**Consegna 1:**
Per favore, elenca tutte le parole che nel brano sul multiculturalismo compaiono tra virgolette caporali, riportando ciascuna una sola volta.

**Estratto del documento:**
• • •
Prima osservazione: se l’intervistatore avesse, per così dire, rovesciate le domande e si fosse informato prima se l’intervistato sapeva cosa significasse la parola <<multiculturalismo>>, non avrebbe avuto bisogno di rivolgergli l’altra domanda, divenuta ormai superflua.  (Verrebbe da piangere pensando alle considerevoli somme spese per <<educare>> i cittadini al multiculturalismo !)

Seconda osservazione : le indagini demoscopiche possono <<guidare>> anche senza darne l’impressione, le riposte degli intervistati i quali, constretti ad esprimersi con un <<Si>> o con un <<No>>, sono il più delle volte trascinati a reagire in maniera irrazionale.  Ciò spiega, secondo me, perchè, nell’indagine telefonica di un canale televisivo, il giorno appresso, il 15 per cento soltanto degli intervistati (sono stati, dicono, oltre 100 mila) s’è dichiarato favorevole al multiculturalismo, mentre l’85 per cento l’ha bocciato.

Non vorrei essere pessimista, ma credo che la maggioranza stragrande di quell’85 per cento che ha detto <<No>> e di quel 15 per cento che ha detto <<Si>> non sapeva e non sa che cosa significhi <<veramente>> questa benedetta parola, e temo che con altrettanta leggerezza, tanto gli uni quanto gli altri, si esprimerebbero se la sfida dell’implacabile Ruxton fosse accolta e trasformata in referendum, decretando cosi la cancellazione della parola dal vocabolario politico australiano.
• • •
**Consegna 2:**
Estrai dalle voci qui sotto ogni riga che contiene la parola "Target".

**Sezione dati:**
• • •
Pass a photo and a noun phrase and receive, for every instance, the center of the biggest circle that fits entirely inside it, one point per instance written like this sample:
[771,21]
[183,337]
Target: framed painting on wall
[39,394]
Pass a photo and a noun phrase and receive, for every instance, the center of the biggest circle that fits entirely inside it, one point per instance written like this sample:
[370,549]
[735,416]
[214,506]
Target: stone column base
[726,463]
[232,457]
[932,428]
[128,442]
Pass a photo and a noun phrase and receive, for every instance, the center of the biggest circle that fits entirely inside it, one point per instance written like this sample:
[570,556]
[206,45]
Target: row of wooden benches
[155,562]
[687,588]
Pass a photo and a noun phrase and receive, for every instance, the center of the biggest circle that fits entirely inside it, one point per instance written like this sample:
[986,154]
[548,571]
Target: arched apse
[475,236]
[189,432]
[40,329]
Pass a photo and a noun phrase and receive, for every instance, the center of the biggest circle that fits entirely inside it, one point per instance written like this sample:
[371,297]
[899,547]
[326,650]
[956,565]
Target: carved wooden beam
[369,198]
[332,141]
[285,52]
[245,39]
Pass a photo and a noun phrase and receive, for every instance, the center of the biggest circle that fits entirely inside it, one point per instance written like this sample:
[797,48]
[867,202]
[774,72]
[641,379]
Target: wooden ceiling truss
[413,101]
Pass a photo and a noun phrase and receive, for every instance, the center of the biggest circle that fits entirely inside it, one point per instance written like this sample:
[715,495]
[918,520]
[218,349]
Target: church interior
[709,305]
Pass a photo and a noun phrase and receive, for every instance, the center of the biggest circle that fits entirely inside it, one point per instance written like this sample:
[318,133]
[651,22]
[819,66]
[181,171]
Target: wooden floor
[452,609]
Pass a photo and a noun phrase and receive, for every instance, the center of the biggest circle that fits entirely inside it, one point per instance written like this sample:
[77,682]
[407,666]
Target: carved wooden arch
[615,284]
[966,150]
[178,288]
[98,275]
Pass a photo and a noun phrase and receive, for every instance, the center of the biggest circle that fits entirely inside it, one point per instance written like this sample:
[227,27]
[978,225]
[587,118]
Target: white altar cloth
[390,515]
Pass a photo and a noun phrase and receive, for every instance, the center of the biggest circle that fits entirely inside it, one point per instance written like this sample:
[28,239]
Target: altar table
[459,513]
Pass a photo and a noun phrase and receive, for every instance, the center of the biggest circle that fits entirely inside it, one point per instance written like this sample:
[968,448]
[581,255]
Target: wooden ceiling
• • •
**Risposta completa 1:**
multiculturalismo, educare, guidare, Si, No, veramente

**Risposta completa 2:**
Target: framed painting on wall
Target: stone column base
Target: row of wooden benches
Target: arched apse
Target: carved wooden beam
Target: wooden ceiling truss
Target: church interior
Target: wooden floor
Target: carved wooden arch
Target: white altar cloth
Target: altar table
Target: wooden ceiling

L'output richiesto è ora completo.